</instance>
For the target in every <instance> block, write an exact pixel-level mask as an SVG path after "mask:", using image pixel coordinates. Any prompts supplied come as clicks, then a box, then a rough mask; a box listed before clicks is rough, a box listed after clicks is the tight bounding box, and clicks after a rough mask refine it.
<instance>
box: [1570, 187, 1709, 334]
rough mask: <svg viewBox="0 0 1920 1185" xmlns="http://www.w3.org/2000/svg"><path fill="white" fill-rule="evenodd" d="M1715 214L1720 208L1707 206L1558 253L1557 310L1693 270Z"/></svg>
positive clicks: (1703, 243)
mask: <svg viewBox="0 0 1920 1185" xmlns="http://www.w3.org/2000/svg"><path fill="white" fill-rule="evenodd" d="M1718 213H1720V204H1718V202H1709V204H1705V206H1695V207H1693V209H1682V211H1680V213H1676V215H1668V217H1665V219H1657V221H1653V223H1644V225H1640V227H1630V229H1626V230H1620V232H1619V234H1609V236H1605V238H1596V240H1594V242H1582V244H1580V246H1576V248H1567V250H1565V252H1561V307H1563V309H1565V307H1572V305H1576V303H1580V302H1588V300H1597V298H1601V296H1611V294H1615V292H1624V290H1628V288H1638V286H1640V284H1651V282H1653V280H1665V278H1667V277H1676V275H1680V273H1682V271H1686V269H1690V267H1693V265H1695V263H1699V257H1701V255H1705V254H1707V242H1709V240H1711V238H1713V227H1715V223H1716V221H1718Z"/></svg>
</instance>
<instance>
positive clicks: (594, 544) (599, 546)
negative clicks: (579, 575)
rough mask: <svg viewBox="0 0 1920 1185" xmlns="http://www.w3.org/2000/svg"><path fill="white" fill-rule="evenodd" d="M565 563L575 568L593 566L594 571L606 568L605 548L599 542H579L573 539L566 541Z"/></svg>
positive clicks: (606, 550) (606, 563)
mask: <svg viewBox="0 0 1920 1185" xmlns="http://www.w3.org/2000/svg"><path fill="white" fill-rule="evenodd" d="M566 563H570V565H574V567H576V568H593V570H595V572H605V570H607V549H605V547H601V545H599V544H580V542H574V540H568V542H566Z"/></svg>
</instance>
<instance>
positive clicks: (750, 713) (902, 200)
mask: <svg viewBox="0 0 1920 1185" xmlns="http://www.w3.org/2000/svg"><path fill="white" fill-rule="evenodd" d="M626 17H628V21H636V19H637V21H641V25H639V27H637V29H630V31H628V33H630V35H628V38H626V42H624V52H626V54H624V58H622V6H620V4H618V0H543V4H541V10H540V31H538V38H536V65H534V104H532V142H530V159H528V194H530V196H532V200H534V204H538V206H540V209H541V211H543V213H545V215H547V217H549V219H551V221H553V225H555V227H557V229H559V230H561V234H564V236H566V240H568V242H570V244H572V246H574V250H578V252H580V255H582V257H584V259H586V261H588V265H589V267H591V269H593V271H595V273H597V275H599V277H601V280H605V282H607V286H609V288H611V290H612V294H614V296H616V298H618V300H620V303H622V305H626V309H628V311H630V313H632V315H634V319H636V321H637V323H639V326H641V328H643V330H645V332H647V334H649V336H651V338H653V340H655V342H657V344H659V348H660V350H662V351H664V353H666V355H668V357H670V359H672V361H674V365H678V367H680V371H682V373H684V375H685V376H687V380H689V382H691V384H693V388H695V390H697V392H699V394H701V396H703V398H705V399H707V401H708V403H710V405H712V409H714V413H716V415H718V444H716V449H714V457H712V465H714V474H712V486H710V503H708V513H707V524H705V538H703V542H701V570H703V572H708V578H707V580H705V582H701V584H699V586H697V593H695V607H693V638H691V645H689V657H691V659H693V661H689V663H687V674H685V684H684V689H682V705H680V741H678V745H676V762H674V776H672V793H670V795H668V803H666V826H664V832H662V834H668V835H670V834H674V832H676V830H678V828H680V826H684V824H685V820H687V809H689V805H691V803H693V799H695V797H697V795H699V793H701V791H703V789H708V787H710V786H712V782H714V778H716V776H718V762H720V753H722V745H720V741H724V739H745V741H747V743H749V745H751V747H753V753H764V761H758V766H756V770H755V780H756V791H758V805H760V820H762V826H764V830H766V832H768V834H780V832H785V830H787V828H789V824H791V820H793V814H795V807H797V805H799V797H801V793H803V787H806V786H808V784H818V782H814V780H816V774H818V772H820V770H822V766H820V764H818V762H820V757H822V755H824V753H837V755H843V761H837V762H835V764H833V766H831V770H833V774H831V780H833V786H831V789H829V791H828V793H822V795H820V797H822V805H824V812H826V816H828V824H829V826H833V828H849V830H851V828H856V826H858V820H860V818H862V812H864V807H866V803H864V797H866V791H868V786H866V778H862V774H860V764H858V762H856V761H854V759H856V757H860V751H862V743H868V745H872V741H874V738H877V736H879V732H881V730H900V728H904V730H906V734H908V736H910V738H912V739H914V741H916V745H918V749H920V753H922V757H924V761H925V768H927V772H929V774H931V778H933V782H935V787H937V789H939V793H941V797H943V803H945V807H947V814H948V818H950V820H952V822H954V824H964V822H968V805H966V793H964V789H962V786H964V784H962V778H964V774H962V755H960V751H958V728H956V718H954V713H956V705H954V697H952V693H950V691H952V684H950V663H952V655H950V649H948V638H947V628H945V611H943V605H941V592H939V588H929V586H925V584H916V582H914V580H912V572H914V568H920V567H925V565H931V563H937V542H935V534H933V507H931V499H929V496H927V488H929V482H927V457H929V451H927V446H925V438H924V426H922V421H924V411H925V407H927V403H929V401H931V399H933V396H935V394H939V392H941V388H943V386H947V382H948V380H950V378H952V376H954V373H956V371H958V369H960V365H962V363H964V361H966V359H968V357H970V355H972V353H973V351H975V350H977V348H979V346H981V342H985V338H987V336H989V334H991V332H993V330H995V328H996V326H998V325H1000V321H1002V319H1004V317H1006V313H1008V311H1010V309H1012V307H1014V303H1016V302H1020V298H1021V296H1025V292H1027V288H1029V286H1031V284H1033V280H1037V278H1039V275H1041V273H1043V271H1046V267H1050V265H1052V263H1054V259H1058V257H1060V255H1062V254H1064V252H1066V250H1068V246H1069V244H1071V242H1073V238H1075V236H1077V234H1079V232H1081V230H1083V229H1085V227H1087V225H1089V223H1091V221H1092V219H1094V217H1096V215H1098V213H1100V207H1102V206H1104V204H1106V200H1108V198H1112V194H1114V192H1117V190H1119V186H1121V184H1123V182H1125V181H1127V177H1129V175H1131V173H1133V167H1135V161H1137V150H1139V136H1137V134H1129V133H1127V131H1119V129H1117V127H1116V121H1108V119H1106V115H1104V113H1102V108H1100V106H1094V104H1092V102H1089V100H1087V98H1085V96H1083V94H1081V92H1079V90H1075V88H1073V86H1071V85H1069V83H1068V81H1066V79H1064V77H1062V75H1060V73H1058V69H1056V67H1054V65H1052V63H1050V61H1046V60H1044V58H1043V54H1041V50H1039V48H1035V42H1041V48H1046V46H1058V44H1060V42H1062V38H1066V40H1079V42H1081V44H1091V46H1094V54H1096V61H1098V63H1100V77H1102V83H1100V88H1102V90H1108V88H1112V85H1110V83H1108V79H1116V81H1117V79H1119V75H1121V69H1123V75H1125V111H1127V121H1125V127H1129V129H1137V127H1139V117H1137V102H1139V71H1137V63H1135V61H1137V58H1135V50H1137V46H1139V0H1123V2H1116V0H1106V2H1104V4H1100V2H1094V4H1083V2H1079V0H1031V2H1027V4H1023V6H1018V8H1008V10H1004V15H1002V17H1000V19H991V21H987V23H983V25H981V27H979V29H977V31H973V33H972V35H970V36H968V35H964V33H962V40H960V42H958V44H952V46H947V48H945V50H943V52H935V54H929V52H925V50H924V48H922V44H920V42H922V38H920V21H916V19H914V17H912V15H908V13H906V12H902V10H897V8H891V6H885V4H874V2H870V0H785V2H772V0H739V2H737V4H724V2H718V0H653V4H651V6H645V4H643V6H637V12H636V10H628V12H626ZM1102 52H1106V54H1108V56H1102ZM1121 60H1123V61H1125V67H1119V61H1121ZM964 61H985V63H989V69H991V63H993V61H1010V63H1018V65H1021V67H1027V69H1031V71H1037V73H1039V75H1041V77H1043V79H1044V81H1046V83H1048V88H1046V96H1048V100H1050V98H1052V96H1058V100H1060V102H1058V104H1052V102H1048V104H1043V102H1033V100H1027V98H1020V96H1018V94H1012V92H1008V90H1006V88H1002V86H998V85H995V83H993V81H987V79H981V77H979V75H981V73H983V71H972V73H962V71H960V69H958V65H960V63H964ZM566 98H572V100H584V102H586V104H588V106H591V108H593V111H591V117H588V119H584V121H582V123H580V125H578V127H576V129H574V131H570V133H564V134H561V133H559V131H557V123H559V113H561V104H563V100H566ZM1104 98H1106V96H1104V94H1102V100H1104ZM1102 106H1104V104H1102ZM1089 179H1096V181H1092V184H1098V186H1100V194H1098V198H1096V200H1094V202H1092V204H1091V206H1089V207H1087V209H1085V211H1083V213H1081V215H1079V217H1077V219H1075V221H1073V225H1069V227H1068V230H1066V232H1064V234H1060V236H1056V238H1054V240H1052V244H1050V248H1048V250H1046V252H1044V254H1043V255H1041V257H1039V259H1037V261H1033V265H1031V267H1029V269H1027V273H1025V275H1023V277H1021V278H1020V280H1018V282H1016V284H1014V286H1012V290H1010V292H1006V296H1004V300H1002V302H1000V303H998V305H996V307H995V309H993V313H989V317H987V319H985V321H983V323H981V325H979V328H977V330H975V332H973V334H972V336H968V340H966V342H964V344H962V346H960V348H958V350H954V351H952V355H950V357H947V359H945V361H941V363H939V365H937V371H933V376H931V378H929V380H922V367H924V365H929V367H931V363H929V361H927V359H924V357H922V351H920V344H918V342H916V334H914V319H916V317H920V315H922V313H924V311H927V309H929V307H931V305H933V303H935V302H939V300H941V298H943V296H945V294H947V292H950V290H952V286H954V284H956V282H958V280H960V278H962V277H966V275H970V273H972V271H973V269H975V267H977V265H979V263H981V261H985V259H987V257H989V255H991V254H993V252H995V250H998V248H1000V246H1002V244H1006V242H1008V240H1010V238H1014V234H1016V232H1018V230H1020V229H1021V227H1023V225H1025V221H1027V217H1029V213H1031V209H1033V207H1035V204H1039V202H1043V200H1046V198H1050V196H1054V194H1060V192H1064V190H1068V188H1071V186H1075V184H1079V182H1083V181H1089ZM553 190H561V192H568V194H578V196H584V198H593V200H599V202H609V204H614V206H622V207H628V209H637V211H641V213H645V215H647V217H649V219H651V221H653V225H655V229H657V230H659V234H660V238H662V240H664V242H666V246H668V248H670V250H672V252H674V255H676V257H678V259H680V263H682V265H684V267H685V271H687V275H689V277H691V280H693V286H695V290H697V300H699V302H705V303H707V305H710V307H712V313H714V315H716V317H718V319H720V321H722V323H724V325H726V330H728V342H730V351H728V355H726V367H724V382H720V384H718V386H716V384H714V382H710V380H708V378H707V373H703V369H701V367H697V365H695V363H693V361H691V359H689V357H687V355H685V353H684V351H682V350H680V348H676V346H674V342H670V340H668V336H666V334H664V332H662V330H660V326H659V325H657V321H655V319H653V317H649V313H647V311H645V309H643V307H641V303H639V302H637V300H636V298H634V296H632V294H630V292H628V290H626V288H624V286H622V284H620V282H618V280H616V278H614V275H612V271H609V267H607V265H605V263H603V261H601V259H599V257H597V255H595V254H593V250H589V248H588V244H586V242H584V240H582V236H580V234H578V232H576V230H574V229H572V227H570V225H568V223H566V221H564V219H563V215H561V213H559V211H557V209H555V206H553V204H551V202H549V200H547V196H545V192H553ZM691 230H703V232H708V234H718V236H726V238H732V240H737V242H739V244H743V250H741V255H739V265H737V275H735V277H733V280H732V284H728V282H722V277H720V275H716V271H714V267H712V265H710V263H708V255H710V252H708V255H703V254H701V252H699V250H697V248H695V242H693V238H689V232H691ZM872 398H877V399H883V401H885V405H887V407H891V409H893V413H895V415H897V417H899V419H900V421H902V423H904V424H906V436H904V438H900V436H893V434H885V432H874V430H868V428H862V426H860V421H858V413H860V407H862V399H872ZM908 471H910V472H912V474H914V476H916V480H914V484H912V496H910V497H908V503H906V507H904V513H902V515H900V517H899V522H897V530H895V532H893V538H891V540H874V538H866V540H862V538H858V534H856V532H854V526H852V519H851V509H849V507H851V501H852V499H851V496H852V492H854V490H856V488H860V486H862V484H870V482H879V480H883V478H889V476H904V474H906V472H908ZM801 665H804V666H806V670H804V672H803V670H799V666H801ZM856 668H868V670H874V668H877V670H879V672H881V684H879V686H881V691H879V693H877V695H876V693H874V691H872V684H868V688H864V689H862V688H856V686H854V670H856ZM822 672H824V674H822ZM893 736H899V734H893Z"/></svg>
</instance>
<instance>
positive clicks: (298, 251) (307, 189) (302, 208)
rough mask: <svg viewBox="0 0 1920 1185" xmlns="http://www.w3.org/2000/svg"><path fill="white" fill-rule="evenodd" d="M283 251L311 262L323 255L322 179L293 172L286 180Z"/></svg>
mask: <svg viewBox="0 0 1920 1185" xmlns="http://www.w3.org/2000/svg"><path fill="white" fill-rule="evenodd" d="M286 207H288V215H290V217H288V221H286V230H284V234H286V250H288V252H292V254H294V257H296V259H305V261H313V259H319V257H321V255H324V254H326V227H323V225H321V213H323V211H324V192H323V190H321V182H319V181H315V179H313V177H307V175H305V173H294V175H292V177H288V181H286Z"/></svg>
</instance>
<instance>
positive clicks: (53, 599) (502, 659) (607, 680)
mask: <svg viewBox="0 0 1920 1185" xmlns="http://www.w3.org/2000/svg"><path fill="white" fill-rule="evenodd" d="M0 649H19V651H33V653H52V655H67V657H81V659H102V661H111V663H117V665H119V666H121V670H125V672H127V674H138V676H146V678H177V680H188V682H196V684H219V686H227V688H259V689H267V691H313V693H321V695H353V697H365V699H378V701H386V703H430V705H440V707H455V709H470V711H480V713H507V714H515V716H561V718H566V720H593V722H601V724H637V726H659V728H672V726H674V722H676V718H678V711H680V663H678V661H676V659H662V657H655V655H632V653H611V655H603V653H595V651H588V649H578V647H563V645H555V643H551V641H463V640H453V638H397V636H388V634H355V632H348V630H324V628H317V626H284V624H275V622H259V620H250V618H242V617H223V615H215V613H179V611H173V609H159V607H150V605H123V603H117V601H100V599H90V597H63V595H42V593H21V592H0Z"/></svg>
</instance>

◆ ◆ ◆ ◆ ◆ ◆ ◆

Recopiez les lignes qui vont du début des enregistrements jusqu'à la ligne contenant « positive clicks: (750, 713) (902, 200) », incluse, en remplaçant « rough mask » par « coarse mask » et sans rien changer d'autre.

</instance>
For the target in every <instance> block, write an exact pixel-level mask as an SVG path after "mask:", using image pixel coordinates. Any prompts supplied come as clicks, then a box, then a coarse mask; a box listed before clicks is rough, a box listed after clicks is the tight bounding box, and clicks after a coarse mask refine it.
<instance>
box: [1570, 187, 1709, 334]
coarse mask: <svg viewBox="0 0 1920 1185" xmlns="http://www.w3.org/2000/svg"><path fill="white" fill-rule="evenodd" d="M1715 214L1720 208L1707 206L1558 253L1557 310L1693 270Z"/></svg>
positive clicks: (1703, 243)
mask: <svg viewBox="0 0 1920 1185" xmlns="http://www.w3.org/2000/svg"><path fill="white" fill-rule="evenodd" d="M1718 213H1720V204H1718V202H1709V204H1705V206H1695V207H1693V209H1682V211H1680V213H1676V215H1668V217H1665V219H1657V221H1653V223H1644V225H1640V227H1630V229H1626V230H1620V232H1619V234H1609V236H1605V238H1596V240H1594V242H1582V244H1580V246H1576V248H1567V250H1565V252H1561V307H1563V309H1565V307H1572V305H1576V303H1580V302H1588V300H1597V298H1601V296H1611V294H1615V292H1624V290H1628V288H1638V286H1640V284H1651V282H1653V280H1665V278H1667V277H1676V275H1680V273H1682V271H1686V269H1690V267H1693V265H1695V263H1699V257H1701V255H1705V254H1707V242H1709V240H1711V238H1713V227H1715V223H1716V221H1718Z"/></svg>
</instance>
<instance>
positive clicks: (594, 544) (599, 546)
negative clicks: (579, 575)
coarse mask: <svg viewBox="0 0 1920 1185" xmlns="http://www.w3.org/2000/svg"><path fill="white" fill-rule="evenodd" d="M565 563L575 568L593 566L594 571L606 568L605 548L599 542H579L573 539L566 541Z"/></svg>
positive clicks: (606, 550) (606, 563)
mask: <svg viewBox="0 0 1920 1185" xmlns="http://www.w3.org/2000/svg"><path fill="white" fill-rule="evenodd" d="M566 563H570V565H574V567H576V568H593V570H595V572H605V570H607V549H605V547H601V545H599V544H580V542H574V540H568V542H566Z"/></svg>
</instance>
<instance>
positive clicks: (750, 713) (902, 200)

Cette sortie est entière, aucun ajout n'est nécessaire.